►

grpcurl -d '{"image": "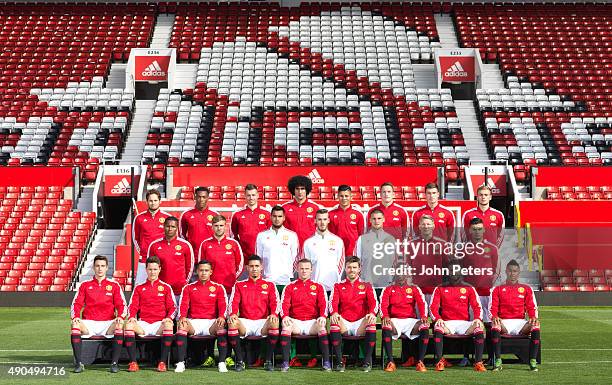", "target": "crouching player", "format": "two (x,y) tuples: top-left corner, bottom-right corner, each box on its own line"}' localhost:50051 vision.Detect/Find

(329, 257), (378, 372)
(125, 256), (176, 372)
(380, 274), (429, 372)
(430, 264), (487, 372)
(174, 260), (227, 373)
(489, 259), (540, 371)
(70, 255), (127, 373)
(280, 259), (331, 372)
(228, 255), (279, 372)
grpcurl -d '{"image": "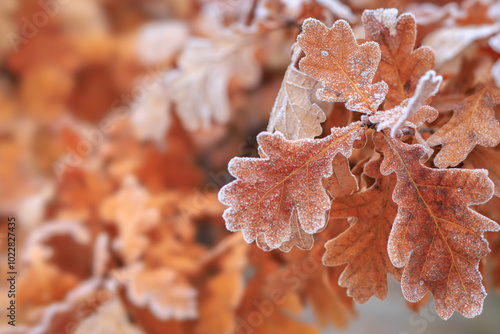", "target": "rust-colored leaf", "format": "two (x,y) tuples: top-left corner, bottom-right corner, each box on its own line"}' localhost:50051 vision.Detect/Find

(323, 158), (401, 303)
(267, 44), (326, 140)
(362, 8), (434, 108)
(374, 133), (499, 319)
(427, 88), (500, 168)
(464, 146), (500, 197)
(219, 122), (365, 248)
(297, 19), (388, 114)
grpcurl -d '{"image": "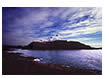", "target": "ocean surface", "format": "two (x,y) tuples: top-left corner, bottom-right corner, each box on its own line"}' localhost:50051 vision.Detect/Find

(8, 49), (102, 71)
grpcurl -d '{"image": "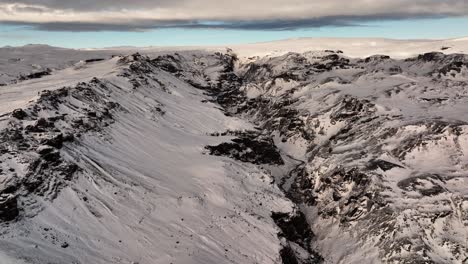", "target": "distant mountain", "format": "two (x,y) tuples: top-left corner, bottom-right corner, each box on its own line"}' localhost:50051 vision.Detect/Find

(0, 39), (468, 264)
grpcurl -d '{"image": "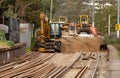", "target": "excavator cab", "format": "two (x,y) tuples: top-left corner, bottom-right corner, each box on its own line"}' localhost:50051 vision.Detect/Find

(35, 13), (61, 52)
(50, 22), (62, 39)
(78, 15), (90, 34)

◄
►

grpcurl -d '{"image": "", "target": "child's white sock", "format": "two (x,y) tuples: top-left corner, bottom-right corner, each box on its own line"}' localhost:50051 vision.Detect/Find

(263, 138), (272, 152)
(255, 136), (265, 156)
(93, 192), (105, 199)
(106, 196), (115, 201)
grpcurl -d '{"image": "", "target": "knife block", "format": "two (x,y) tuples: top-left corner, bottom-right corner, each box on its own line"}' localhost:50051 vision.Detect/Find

◄
►

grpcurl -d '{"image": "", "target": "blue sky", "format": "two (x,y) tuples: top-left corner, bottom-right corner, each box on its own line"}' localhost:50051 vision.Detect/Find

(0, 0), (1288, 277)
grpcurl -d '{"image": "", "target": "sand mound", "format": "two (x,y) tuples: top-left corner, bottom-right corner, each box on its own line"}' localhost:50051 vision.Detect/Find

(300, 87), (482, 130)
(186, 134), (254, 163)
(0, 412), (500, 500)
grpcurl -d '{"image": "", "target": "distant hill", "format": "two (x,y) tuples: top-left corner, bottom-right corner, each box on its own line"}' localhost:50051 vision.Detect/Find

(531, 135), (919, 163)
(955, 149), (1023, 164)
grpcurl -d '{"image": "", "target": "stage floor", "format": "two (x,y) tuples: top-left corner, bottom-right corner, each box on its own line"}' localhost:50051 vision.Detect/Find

◄

◆ OBIETTIVO
Conta quante righe dei dati contengono la parola "sand" e scrivi solo il numero.

◆ RISPOSTA CORRETTA
1